*Reading text:*
Walmart inc. Takes on amazon Case Study Solution
Psychographic segmentation
In addition to this, the company also uses the psychographic segmentation strategy and have a closer look over the psyche of the customers and came to know that the customer prefers to buy the high qualityeveryday products at affordable prices. Being the low-cost provider in the US retail market, the company is capable to serve the wider base of customers, capture business growth opportunity as well as increase sales.
Amazon
Demographic segmentation
The segmentation strategy of the company is based on the purchase behaviors of the customers. Under the demographic segmentation strategy, the company targets customers with internet access, age group of 25 to 50 years as 45 percent of the online buyers belong to the 35-49 age group. As the tech savvy buyers constitutes major proportion of the overall population of the US, the company increases the profitability by targeting customers who are well-informed about the use of the modern technology.
Behavioural segmentation
Under the Behavioural segmentation strategy, the company targets those customers who seeks convenience when buying a product online and have interest in new products and categories. Additionally, these customers opt for the quality products at the low prices and make comparison between products from different companies before making a buying decision online. Keeping in mind the behavior of the customers, the company provides various benefits to its customers including convenience, product assortment and competitive prices.
Psychographic segmentation
Under the Psychographic segmentation, the company segments customers by loyalty and customers who like changes to the website and innovation. Also, the company targets customers whose lifestyle could be included aspirer, reformer, explorer, resigned, mainstreamer and struggler.

*Instructions:*
a) In the case study on Walmart and Amazon, recast the paragraph beginning "Under the Behavioural segmentation strategy" as a short bulleted list that keeps its main facts.
b) Extend the case study on Walmart and Amazon, picking up after its final sentence.

*Items:*
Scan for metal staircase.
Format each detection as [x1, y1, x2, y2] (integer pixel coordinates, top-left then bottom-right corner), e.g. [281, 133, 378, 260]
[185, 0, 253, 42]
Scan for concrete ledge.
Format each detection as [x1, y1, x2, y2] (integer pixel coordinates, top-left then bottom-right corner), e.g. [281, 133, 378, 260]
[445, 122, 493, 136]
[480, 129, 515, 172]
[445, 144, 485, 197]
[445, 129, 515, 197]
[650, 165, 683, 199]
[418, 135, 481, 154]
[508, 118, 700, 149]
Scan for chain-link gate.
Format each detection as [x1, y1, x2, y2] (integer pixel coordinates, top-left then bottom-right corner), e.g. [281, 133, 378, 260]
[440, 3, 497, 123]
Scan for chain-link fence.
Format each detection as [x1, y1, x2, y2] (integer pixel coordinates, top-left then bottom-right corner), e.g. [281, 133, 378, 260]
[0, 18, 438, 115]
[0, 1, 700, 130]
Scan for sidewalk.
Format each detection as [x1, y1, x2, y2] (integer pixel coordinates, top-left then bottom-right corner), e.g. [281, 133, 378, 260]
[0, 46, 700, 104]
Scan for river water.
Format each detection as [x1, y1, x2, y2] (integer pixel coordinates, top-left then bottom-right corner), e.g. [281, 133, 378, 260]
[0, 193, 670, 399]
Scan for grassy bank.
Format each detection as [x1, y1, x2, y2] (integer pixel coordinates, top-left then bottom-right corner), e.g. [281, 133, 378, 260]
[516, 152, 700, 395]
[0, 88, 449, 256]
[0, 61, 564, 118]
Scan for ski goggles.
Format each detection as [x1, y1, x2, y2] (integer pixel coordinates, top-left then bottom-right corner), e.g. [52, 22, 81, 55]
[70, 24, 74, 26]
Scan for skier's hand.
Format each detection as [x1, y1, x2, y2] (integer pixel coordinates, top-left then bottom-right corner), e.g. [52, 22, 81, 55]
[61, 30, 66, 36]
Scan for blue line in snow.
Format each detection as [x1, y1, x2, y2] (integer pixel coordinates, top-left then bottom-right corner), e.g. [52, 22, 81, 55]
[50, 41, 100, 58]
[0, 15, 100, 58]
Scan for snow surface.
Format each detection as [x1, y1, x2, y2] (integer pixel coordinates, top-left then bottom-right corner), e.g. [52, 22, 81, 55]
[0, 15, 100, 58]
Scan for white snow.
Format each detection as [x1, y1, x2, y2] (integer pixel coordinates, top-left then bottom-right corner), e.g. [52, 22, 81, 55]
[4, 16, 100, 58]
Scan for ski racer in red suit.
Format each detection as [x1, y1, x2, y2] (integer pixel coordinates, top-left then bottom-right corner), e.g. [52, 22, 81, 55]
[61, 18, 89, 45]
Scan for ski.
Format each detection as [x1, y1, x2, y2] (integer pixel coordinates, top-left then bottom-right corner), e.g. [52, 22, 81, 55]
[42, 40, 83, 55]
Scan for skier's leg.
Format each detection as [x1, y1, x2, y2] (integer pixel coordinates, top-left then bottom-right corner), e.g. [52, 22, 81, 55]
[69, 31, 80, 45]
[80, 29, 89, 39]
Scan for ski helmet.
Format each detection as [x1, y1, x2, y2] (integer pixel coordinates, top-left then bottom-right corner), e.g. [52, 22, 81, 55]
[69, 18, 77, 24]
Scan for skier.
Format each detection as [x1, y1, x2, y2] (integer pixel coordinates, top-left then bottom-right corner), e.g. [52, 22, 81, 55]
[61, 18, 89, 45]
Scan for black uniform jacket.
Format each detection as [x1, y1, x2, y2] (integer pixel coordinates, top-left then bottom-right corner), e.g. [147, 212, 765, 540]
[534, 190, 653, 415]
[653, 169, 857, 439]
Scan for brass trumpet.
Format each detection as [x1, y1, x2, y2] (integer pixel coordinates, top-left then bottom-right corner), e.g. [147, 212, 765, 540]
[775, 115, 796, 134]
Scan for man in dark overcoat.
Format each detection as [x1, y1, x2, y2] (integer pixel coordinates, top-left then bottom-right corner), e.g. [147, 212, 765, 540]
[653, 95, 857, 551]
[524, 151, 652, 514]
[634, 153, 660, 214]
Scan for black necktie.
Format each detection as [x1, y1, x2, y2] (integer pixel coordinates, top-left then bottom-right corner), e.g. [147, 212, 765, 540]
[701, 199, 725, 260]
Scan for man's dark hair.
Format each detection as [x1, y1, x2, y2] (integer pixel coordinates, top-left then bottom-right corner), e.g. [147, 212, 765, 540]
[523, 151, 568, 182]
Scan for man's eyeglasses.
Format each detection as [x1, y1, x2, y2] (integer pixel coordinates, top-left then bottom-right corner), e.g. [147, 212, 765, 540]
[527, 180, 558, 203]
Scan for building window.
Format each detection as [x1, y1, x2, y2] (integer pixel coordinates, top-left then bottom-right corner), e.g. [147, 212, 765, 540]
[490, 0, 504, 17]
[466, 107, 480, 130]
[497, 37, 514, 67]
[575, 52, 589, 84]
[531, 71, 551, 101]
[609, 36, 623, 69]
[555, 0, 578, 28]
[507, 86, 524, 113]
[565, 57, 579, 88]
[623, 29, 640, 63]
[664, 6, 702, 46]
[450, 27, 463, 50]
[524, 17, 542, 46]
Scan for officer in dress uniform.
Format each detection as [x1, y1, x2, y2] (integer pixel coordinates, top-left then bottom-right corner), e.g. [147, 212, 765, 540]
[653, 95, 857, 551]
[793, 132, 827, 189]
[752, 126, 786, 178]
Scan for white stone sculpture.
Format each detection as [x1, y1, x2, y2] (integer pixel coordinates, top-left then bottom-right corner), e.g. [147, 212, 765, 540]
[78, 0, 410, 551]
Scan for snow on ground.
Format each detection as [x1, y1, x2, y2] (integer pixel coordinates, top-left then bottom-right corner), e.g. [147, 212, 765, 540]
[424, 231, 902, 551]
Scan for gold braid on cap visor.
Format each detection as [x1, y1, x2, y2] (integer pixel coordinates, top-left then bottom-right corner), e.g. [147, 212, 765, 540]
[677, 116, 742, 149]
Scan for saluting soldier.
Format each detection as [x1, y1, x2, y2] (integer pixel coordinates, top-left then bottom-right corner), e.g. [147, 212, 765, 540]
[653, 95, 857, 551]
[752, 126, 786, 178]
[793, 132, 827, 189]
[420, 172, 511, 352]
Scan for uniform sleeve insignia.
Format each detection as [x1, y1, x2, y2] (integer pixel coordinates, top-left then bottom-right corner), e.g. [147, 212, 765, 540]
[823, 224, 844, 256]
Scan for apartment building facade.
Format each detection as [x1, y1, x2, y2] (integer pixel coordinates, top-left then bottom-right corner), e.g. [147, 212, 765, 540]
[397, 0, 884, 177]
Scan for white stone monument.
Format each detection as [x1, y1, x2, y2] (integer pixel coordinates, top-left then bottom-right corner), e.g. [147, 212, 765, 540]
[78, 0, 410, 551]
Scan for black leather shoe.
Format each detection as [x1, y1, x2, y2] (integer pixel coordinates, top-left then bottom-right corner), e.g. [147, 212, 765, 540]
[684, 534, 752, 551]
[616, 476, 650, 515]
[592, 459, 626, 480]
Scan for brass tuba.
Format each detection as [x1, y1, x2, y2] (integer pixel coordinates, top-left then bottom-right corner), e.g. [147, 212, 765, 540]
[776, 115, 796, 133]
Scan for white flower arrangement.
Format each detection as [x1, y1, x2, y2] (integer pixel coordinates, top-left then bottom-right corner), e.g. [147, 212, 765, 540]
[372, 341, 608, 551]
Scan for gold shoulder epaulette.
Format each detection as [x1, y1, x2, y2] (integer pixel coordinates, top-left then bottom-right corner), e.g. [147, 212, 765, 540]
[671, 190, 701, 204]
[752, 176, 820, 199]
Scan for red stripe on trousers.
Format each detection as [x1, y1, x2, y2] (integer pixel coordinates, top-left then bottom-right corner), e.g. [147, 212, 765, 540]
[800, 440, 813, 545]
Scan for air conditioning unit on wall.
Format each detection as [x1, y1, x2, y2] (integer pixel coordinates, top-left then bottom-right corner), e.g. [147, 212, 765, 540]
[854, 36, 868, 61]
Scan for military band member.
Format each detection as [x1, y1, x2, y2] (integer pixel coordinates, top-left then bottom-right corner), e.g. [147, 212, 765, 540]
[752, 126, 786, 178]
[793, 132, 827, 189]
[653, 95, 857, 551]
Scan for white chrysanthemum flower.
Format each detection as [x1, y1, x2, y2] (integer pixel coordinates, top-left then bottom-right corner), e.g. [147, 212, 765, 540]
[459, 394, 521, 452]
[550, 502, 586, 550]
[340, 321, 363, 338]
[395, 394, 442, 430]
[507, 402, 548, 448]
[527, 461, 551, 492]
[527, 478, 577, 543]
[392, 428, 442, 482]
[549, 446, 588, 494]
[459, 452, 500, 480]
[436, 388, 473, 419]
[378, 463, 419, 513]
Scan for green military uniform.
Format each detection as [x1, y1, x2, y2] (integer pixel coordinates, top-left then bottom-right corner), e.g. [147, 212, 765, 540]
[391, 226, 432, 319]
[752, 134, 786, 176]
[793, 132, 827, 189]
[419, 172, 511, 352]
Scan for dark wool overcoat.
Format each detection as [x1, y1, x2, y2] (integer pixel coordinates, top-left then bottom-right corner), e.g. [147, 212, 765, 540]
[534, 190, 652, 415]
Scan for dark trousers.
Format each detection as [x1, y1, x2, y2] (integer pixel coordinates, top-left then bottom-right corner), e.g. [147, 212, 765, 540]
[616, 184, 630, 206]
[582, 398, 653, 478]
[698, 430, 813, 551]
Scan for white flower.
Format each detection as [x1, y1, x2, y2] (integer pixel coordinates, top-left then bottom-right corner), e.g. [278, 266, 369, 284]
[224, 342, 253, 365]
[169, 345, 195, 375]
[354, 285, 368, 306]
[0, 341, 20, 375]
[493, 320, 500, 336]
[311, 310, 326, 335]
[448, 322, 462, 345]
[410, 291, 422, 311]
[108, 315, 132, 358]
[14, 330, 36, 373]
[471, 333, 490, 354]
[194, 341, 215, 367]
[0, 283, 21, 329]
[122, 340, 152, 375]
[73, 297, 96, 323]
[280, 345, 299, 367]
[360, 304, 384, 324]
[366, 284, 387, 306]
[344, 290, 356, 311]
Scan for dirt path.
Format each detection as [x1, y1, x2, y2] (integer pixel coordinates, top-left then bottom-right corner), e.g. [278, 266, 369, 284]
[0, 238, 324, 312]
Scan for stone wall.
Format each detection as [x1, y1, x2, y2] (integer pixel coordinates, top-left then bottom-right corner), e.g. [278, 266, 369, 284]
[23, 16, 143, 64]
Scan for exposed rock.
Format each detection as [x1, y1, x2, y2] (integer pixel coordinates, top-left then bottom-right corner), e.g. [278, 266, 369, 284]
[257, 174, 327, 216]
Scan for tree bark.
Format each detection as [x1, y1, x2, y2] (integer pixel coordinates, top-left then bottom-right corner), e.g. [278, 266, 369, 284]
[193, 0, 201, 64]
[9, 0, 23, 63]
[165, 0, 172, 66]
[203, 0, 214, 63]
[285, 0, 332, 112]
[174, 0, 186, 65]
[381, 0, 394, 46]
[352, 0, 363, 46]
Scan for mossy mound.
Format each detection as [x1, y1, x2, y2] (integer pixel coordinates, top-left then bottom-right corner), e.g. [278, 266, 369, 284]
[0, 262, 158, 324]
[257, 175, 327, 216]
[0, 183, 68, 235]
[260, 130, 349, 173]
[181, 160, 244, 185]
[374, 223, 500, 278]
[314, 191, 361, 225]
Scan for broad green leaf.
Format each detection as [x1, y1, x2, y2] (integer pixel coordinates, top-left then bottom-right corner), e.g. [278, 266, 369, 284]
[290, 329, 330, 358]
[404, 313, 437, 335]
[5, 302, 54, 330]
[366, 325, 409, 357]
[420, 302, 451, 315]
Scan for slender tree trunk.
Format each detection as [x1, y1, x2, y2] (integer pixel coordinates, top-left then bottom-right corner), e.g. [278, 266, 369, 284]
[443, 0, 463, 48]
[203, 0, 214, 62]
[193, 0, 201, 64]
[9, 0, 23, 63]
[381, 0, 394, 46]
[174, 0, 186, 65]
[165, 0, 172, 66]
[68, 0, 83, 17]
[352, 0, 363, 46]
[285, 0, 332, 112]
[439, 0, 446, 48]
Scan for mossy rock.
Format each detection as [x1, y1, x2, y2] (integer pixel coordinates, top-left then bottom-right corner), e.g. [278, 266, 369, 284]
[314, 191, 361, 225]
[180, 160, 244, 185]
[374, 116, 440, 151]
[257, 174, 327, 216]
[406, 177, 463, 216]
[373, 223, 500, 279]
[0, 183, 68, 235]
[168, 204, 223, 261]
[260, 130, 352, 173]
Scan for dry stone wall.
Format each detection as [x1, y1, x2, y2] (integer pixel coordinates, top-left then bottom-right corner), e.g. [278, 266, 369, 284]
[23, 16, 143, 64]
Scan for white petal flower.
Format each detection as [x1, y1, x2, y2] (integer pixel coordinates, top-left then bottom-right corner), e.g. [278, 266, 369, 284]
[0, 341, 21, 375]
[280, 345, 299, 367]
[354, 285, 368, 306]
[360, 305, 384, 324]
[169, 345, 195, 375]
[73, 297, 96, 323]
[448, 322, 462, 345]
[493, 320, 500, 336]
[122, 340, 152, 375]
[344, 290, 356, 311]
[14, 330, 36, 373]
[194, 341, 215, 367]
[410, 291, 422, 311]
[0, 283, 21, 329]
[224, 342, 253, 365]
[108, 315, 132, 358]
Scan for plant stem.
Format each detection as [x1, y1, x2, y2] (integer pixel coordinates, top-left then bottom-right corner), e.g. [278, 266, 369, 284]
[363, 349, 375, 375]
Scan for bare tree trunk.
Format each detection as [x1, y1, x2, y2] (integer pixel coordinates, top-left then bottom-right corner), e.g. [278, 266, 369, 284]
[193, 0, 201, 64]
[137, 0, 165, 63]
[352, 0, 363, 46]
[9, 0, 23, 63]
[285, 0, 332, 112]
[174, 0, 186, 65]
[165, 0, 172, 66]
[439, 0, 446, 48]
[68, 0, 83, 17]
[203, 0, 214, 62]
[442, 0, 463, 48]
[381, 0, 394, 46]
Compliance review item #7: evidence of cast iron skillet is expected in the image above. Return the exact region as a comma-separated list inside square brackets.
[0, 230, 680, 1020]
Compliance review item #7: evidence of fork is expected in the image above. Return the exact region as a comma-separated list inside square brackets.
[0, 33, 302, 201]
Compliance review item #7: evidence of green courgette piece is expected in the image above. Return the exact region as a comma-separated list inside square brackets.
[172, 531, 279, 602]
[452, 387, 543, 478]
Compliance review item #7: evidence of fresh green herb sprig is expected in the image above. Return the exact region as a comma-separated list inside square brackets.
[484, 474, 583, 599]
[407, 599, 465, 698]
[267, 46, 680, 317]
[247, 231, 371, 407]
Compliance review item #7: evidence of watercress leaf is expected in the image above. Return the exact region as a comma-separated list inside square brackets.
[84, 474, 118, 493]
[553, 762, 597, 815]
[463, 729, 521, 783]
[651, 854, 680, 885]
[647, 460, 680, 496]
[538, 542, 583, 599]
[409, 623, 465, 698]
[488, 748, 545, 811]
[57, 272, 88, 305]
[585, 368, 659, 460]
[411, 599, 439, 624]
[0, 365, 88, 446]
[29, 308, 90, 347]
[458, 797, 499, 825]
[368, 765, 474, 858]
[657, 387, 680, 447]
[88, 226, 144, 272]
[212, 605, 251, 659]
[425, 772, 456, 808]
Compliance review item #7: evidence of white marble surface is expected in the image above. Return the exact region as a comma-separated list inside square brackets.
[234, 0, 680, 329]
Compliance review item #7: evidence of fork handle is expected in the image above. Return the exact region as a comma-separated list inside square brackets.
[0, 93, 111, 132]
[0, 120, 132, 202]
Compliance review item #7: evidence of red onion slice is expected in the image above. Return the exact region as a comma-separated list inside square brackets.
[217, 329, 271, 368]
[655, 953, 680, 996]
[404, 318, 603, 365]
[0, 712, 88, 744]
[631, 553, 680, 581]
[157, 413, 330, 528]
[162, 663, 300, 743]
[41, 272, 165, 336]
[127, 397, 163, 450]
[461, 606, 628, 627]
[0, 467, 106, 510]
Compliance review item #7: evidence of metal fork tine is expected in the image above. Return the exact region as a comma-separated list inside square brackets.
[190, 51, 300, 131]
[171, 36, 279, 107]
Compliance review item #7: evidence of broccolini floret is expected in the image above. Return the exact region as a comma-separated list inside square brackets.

*Answers for the exercise:*
a)
- Amazon targets customers who seek convenience when buying online and who are interested in new products and categories.
- These customers prefer quality products at low prices and compare products from different companies before deciding to buy online.
- In response, Amazon offers them convenience, a wide product assortment, and competitive prices.

b)
Geographic segmentation
Under the geographic segmentation strategy, the company has been operating domestically and internationally and focuses on the digital sales over the real world sales. The company also focuses on the well-developed areas where there is a compulsive and a frequent use of the smartphone or computer.
Positioning strategy
Walmart:
Being the renowned and largest US based retailer, the company positioned itself in the market as a low-cost provider of high quality everyday products that meets the expectation and needs of the customers. The customers perceives Walmart as a customer-centric and discount store because of the fact that the company has maintained and developed the strong relationship with its customers.
The customer friendly prices as well as the focus on improving the customer services are the core considerations for the company. The pricing strategy of the company is the major reason of the growing popularity of the company in the highly competitive market arena. Thus, the positioning strategy of Walmart is low prices as well as satisfied customer services which includes convenient hours, friendly service, good quality merchandise as well as the pleasant and satisfied shopping experience (Mohammed, 2019).
Amazon
The company offers both low price as well as value to the customers. The brand of Amazon is built on the satisfaction and convenience of customers. It is perceived to be the customer-friendly brand, which means that the company positioned itself in the market as the most convenient company with the best customer service and lowest prices in the market. The positioning strategy of the e-commerce giant i.e. Amazon is based on various elements which are as follows;
- Comprehensive selection
- Instant access
- Extraordinary convenience and
- Low prices
Customer analysis
Walmart:
Being the provider of the everyday items to the customers, the company targets price-sensitive customers who are in search for the affordable products that meet their needs and expectations to greater extent. The purchase decision of the price sensitive customers is prone to the little changes in the price of the products, hence they prefer to switch from one company to another providing low cost products and due to the presence of low cost providers and e-commerce giants, they could easily shift from Walmart to amazon and other indirect competitors. In addition to the price sensitive buyers, the company also targets value price shoppers and brandy aspirational shoppers.
The company targets specific customers on the basis of their income levels but also markets based on population due to which the company has launched various stores which targets different segments of customers based on their income level which are as follows;
- Discount Stores: the company operates 1568 discount stores which serves the price sensitive customers who wants pocket-friendly household items including groceries, toiletries and cleaning supplies.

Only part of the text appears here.